**AIM OF THE TASK**
Please quote the records word for word, from their first line through the line containing "box: [275, 214, 419, 479]", including that line.

**DATA**
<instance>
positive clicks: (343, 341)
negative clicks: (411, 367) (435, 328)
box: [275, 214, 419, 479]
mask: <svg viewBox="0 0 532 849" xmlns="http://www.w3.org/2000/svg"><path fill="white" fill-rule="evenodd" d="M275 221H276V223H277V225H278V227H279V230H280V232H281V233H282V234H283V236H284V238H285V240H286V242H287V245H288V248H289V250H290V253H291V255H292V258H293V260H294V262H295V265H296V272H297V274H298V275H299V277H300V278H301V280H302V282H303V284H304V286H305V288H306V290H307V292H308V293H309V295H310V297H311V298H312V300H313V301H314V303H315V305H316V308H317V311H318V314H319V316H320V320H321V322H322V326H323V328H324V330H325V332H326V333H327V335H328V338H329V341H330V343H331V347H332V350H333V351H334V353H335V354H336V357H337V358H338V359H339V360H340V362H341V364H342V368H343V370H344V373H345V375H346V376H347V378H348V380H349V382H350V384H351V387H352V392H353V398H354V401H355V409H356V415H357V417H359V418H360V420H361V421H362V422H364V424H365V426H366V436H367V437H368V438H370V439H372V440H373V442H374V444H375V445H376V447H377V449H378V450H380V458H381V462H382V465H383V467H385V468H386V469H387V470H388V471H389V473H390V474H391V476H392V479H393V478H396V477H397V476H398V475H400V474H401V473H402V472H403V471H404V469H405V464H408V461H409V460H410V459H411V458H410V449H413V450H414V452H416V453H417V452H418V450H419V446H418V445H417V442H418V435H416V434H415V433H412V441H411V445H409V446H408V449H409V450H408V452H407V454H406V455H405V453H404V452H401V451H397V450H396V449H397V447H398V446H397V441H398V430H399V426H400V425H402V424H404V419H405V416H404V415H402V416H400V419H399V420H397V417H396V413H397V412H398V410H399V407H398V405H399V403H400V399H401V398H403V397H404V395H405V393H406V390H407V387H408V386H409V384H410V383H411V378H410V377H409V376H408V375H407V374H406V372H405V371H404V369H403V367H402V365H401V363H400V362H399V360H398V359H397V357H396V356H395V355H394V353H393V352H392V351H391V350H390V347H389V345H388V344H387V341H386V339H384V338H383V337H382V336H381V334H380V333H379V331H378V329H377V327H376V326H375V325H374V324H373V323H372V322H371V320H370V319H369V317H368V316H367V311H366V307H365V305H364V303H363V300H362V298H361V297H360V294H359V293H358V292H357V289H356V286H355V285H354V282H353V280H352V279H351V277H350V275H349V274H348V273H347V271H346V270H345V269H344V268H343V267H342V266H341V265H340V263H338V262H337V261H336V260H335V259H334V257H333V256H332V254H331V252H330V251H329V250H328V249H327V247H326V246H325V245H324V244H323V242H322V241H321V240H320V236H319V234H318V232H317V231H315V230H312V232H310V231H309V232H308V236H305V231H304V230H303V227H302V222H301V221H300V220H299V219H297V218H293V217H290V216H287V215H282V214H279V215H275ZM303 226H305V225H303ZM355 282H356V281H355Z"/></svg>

**TASK RESPONSE**
<instance>
positive clicks: (343, 341)
negative clicks: (411, 367) (435, 328)
box: [275, 214, 419, 479]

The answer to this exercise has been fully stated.